DOCUMENT SEGMENT:
◆ ◆ ◆ ◆ ◆

Using the balance sheets prepare a vertical common-size


Problem 1:

The Kelly Services, Inc., and Subsidiaries balance sheets from its 2010 annual report are presented in Exhibit 5-4.

Required

a. Using the balance sheets, prepare a vertical common-size analysis for 2010 and 2009. Use total assets as a base.

b. Using the balance sheets, prepare a horizontal common-size analysis for 2010 and 2009. Use 2009 as the base.

c. Comment on significant trends that appear in (a) and (b).

864_Kelly Services, Inc. and Subsidiaries.png

Problem 2:

Rapid Retail Comparative Statements of Income

December 31 Increase (Decrease)

(In thousands of dollars) 2011 2010 Dollars Percent

Net sales                               $30,000      $28,000
Cost of goods sold                  20,000        19,500
Gross profit                             10,000          8,500
Selling, general and
administrative expense             3,000          2,900
Operating income                      7,000          5,600
Interest expense                         100               80
Income before taxes                 6,900          5,520
Income tax expense                  2,000          1,600
Net income                             $ 4,900        $ 3,920

Required
a. Complete the increase (decrease) in dollars and percent.

b. Comment on trends.

Problem 3: Multiple Choice Questions:

a. Which of the following statements is incorrect?
1. Ratios are fractions expressed in percent or times per year.
2. A ratio can be computed from any pair of numbers.
3. A very long list of meaningful ratios can be derived.
4. There is one standard list of ratios.
5. Comparison of income statement and balance sheet numbers, in the form of ratios, should not be done.

b. A figure from this year's statement is compared with a base selected from the current year.
1. Vertical common-size statement
2. Horizontal common-size statement
3. Funds statement
4. Absolute figures
5. Balance sheet

c.Fremont Electronics has income of $1 million. Columbus Electronics has income of $2million. Which of the following statements is a correct statement?
1. Columbus Electronics is getting a higher return on assets employed.
2. Columbus Electronics has higher profit margins than does Fremont Electronics.

◆ ◆ ◆ ◆ ◆

INFORMATION SUPPLIED:
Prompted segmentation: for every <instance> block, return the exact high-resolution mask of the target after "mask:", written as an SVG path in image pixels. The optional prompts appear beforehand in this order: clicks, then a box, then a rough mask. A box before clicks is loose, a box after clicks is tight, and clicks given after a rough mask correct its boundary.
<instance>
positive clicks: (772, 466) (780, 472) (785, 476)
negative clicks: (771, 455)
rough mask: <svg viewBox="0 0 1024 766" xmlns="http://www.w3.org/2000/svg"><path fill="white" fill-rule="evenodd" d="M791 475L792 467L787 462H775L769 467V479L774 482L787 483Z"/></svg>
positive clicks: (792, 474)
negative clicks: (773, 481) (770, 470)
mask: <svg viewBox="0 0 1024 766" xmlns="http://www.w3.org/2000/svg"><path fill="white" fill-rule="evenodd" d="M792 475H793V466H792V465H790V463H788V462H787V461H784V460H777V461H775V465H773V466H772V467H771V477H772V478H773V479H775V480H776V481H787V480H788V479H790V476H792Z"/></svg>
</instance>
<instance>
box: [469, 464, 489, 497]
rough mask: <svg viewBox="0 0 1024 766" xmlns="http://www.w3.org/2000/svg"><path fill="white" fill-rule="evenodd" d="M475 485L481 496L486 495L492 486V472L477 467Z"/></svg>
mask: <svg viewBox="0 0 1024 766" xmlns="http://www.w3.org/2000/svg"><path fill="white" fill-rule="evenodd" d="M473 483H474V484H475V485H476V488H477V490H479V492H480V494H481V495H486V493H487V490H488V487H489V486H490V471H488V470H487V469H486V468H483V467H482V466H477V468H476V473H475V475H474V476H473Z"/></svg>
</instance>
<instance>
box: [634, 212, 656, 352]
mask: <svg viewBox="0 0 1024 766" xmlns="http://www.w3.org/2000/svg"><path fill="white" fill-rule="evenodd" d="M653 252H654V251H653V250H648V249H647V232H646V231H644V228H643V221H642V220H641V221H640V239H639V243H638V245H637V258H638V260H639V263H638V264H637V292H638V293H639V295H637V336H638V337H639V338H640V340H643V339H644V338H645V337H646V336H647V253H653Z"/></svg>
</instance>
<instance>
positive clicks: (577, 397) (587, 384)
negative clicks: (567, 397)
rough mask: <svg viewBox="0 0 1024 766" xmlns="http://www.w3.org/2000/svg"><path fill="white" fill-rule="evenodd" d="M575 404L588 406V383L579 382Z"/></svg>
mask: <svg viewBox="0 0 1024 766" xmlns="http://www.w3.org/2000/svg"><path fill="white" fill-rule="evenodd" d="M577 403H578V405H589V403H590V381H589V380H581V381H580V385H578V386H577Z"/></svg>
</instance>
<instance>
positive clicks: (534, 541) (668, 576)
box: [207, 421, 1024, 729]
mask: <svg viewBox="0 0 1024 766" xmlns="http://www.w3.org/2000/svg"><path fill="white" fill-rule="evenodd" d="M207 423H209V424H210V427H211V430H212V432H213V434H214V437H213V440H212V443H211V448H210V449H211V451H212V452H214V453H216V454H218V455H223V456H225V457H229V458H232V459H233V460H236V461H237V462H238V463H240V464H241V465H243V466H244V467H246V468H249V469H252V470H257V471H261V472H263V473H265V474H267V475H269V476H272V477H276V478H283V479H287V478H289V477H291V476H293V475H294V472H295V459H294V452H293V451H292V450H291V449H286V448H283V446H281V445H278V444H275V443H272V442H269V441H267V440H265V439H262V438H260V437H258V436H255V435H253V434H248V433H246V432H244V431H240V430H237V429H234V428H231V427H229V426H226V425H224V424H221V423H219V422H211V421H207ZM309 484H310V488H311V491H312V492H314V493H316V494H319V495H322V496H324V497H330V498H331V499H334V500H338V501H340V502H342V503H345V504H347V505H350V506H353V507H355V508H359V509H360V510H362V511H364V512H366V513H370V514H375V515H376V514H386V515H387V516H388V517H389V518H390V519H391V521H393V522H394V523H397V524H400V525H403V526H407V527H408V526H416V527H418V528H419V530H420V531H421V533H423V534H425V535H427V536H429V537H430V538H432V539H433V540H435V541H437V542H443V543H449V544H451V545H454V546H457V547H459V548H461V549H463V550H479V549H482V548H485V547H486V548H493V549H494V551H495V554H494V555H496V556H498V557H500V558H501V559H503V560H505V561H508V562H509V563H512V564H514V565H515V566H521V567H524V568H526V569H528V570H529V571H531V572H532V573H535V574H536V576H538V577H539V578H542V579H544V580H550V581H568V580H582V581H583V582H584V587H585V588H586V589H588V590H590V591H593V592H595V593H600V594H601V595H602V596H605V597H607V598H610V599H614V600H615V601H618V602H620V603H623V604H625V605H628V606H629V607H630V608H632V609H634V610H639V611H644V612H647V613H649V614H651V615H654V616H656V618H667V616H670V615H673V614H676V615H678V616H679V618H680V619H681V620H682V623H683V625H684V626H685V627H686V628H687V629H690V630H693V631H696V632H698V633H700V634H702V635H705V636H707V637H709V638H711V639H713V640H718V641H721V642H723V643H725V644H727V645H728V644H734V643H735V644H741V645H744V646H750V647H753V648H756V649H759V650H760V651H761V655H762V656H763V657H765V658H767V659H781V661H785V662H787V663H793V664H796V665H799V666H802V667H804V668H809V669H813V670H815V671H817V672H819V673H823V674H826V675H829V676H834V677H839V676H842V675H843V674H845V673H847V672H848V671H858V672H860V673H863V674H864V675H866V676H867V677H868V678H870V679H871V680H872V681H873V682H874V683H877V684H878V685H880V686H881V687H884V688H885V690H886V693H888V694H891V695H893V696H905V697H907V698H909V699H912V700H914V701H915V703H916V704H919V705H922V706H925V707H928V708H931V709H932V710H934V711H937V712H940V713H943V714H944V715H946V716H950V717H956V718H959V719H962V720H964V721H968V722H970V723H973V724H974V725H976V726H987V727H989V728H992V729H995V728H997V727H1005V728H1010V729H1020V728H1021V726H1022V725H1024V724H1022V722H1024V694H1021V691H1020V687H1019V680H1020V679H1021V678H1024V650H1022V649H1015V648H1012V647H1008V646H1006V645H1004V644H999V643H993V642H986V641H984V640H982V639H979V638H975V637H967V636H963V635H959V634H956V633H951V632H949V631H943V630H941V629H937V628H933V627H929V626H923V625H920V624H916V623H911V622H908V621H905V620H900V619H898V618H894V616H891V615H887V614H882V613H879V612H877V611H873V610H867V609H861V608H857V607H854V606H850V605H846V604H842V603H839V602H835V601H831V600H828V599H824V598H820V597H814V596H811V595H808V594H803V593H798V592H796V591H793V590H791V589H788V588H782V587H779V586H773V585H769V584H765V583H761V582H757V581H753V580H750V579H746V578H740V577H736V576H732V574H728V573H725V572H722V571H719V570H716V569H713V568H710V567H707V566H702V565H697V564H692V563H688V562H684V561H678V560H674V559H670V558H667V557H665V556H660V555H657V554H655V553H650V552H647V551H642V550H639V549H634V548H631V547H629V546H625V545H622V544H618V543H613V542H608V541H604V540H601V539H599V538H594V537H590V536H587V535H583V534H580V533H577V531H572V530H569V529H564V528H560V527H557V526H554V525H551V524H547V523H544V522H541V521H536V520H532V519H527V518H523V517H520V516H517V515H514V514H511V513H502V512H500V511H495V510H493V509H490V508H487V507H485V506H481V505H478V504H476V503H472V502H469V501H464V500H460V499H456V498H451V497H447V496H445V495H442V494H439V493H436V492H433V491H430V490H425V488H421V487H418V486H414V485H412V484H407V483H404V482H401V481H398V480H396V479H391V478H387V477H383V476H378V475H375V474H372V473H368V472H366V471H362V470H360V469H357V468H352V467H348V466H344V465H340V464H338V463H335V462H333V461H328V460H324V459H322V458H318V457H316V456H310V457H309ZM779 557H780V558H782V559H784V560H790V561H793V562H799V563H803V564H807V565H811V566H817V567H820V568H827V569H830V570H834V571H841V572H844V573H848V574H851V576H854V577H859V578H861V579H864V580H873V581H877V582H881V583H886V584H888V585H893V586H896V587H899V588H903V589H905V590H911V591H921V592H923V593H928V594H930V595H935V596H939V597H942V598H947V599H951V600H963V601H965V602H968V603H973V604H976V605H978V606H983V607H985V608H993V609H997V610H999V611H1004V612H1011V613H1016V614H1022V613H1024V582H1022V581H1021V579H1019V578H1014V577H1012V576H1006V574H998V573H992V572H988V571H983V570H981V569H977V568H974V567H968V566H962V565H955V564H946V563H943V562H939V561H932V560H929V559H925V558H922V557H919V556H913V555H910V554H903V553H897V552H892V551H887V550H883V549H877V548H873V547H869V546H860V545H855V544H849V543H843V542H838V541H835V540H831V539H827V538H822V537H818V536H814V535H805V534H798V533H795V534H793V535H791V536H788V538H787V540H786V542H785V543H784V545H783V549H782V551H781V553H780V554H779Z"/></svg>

◆ ◆ ◆ ◆ ◆

REQUEST 1:
From the financial analysis problem set, transcribe the passage starting at "5. Comparison of" and ending at "a correct statement?".
REQUEST 2:
Answer these questions using the financial analysis problem set:
(a) From which year's annual report are the Kelly Services balance sheets taken?
(b) What net income does Rapid Retail report for 2011?
(c) How much income does Fremont Electronics have?

YOUR SOLUTION 1:
5. Comparison of income statement and balance sheet numbers, in the form of ratios, should not be done.

b. A figure from this year's statement is compared with a base selected from the current year.
1. Vertical common-size statement
2. Horizontal common-size statement
3. Funds statement
4. Absolute figures
5. Balance sheet

c.Fremont Electronics has income of $1 million. Columbus Electronics has income of $2million. Which of the following statements is a correct statement?

YOUR SOLUTION 2:
(a) 2010
(b) $4,900 thousand
(c) $1 million